## [Data for this exercise]
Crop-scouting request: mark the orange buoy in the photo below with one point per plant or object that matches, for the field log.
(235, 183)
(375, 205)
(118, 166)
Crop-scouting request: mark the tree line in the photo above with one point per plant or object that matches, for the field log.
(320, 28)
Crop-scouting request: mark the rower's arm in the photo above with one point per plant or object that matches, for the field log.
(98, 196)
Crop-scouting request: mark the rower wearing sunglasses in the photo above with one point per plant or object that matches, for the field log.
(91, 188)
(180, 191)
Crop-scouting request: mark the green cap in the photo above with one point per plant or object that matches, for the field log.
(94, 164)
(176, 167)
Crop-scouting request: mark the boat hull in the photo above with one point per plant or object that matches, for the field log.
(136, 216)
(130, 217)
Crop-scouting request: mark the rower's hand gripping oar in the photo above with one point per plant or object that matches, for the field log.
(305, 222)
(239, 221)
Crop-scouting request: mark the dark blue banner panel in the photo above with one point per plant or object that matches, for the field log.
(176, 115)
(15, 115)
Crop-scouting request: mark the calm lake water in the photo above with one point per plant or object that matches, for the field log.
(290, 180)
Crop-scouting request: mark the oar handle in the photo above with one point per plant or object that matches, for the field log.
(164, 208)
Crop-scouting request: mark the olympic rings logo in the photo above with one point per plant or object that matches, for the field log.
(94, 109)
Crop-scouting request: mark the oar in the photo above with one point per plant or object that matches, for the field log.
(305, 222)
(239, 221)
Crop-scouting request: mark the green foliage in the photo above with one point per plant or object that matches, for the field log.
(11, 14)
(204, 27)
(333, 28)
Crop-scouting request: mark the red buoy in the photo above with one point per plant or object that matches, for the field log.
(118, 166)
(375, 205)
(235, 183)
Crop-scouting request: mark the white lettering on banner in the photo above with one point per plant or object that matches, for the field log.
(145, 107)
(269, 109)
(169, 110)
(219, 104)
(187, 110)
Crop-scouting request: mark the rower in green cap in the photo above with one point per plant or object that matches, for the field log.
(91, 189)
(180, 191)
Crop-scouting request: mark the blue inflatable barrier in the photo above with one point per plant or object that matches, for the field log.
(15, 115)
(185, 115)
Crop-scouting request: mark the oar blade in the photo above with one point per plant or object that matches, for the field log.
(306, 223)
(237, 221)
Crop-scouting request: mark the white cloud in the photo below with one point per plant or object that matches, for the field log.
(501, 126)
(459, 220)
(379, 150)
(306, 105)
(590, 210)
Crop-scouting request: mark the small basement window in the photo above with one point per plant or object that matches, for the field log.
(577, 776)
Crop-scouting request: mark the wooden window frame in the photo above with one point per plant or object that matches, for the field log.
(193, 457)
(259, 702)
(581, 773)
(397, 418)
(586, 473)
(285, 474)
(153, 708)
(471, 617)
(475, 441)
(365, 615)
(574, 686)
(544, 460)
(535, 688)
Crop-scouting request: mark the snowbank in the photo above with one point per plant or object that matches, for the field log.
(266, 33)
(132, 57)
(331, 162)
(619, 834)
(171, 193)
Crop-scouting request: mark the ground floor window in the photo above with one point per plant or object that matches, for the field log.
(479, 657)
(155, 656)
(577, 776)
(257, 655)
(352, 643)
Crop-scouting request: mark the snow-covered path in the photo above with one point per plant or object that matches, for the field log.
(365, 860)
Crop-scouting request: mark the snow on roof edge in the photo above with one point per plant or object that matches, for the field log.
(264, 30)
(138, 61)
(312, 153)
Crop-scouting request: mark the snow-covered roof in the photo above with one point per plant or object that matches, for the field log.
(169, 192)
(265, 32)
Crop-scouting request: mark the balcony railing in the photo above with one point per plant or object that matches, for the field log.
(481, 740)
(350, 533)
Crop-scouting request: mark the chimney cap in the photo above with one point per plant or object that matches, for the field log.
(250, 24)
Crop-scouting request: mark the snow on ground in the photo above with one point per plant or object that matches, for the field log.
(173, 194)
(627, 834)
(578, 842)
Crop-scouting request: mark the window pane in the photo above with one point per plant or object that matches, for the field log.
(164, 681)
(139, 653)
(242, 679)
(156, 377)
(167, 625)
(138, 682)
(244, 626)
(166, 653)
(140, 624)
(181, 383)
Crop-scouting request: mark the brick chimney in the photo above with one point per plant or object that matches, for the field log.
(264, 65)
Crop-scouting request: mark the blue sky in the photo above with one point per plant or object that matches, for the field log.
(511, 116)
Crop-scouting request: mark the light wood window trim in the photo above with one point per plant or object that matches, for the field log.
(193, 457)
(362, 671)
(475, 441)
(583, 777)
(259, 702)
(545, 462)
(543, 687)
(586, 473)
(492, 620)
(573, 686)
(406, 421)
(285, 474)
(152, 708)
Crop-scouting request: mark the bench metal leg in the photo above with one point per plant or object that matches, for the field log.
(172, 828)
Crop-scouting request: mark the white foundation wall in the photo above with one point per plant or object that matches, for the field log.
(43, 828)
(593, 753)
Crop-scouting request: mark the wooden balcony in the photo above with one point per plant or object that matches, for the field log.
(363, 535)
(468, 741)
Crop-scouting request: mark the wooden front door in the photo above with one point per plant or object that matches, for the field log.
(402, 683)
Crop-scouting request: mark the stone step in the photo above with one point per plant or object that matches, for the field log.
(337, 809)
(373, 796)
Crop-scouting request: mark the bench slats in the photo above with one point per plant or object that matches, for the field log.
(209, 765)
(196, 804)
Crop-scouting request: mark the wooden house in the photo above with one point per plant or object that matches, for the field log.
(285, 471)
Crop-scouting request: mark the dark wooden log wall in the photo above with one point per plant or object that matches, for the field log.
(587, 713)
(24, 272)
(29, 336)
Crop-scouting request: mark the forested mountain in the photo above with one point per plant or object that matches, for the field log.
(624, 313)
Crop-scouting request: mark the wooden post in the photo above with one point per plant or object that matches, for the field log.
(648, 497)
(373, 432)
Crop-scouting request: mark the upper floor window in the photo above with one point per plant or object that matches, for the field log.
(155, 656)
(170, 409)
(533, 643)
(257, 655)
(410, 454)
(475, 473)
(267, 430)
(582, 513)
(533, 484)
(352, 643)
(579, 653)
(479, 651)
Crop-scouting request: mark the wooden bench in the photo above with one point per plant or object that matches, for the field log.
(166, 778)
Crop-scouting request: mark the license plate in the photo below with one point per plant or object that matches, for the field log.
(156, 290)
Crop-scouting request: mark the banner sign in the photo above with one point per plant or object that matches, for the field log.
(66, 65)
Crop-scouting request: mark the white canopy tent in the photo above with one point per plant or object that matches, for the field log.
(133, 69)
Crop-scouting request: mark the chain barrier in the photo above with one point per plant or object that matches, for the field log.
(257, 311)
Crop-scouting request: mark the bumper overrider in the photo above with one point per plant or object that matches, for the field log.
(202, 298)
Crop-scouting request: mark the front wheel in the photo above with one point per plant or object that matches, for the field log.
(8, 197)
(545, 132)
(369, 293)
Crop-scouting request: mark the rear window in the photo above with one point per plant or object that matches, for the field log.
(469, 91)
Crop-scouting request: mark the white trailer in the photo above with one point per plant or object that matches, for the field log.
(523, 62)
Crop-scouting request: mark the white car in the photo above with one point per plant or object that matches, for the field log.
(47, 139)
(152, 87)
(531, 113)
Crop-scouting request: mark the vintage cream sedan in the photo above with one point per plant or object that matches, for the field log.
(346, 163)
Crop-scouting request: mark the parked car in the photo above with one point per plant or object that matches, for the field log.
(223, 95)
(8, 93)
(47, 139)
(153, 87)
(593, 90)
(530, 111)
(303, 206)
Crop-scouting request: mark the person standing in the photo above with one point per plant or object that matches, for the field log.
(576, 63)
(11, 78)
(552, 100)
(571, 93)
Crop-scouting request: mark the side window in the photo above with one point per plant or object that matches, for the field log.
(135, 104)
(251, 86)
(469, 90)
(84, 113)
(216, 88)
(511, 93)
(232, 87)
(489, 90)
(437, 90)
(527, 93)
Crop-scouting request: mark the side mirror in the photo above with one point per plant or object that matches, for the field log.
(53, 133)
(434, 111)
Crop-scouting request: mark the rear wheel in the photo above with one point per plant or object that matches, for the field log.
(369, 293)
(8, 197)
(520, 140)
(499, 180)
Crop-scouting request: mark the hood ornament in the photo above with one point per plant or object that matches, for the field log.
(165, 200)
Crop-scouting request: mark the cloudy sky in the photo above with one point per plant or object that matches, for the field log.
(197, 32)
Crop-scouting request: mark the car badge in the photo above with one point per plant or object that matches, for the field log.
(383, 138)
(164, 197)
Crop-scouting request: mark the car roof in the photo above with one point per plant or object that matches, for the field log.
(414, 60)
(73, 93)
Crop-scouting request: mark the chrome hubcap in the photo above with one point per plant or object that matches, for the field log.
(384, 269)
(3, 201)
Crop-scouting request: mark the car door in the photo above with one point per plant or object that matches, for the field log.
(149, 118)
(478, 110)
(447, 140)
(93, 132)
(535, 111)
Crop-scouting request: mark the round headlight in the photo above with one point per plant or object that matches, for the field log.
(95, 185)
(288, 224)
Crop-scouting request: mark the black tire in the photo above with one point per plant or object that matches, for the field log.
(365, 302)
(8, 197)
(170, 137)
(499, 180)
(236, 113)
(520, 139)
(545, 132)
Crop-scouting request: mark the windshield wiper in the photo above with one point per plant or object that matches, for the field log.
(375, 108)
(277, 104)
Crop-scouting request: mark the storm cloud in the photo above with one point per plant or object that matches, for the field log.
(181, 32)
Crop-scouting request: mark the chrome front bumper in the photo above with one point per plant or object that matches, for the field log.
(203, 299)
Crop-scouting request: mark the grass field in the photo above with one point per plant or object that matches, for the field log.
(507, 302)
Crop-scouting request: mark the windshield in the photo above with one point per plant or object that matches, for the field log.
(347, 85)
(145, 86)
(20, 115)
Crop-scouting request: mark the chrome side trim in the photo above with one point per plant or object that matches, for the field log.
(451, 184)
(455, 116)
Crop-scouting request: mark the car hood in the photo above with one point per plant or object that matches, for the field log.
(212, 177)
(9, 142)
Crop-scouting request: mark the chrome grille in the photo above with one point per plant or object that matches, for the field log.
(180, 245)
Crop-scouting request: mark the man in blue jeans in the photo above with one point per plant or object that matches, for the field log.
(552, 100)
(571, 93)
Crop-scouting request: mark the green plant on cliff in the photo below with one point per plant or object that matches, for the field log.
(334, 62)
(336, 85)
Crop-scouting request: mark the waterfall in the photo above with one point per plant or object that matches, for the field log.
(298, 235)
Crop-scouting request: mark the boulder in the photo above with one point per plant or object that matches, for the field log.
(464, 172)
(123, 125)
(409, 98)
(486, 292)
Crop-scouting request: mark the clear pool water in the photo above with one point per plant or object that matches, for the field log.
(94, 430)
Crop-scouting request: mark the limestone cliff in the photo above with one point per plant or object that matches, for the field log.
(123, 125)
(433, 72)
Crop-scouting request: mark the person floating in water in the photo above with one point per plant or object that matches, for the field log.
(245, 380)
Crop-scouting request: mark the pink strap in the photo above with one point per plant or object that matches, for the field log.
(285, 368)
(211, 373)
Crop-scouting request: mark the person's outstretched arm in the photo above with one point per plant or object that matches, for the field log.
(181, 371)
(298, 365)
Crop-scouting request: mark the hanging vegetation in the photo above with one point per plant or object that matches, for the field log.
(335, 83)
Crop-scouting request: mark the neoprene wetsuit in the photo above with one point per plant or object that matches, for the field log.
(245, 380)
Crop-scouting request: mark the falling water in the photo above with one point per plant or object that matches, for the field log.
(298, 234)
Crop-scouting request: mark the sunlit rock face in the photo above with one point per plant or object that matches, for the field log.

## [What needs to be done]
Set out the stretch from the line containing "Crop-scouting request: mark the falling" through the end of the entries as a Markdown table with the columns Row and Line text, one row per line, leaving out blank lines.

## [Worked answer]
| Row | Line text |
|---|---|
| 1 | Crop-scouting request: mark the falling water in the photo above with one point per plant or object that matches, for the field log. |
| 2 | (298, 234) |
| 3 | Crop-scouting request: mark the sunlit rock face in the photo above with one point per plant or object that matches, for the field log. |